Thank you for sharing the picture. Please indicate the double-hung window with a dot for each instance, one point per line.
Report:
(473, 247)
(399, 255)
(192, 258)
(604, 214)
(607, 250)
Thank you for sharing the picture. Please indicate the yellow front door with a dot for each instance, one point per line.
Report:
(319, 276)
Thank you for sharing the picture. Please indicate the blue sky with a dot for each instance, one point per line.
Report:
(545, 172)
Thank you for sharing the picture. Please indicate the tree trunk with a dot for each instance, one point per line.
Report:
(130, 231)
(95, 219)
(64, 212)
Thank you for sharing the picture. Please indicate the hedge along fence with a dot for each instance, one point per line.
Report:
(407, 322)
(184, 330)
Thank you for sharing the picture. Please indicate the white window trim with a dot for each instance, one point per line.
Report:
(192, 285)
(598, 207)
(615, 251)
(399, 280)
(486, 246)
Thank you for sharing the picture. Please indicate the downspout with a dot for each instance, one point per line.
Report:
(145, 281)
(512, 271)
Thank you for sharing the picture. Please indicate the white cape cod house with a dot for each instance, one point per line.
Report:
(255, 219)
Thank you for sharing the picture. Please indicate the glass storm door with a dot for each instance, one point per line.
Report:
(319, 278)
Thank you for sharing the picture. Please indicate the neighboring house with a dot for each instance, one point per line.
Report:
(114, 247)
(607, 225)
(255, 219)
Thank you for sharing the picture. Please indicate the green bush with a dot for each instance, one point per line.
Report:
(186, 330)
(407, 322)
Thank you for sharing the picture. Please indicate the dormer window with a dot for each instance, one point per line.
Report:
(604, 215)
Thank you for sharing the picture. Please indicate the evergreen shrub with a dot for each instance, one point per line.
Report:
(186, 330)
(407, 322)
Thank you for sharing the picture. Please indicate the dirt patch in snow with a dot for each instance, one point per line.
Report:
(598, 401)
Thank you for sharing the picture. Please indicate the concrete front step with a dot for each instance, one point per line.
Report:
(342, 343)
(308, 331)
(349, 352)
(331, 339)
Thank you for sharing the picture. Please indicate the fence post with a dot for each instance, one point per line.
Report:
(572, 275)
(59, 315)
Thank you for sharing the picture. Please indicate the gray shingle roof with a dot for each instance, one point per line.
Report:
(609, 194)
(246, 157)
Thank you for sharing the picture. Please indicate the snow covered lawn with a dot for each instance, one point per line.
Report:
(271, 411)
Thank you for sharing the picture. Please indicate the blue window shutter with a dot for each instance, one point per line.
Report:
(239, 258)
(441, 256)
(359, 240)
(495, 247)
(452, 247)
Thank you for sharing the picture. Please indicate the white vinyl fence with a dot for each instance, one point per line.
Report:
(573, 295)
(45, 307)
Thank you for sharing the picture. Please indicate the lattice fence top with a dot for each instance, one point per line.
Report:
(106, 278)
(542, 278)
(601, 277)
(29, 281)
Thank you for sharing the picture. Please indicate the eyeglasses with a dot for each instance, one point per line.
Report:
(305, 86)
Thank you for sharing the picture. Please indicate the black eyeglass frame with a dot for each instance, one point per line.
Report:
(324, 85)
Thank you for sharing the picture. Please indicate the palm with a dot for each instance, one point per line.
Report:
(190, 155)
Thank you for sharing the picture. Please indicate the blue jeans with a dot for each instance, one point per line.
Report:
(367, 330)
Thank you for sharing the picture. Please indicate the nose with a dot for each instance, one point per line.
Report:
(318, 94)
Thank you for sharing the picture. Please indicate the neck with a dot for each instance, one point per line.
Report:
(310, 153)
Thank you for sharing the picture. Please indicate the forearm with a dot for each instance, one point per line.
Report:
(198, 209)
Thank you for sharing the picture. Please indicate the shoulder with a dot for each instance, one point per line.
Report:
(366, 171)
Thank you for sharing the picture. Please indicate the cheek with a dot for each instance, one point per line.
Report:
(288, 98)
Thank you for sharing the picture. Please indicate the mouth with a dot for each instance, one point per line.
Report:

■ TASK DETAILS
State how many lines above contain the string "white", with no other words.

■ ANSWER
3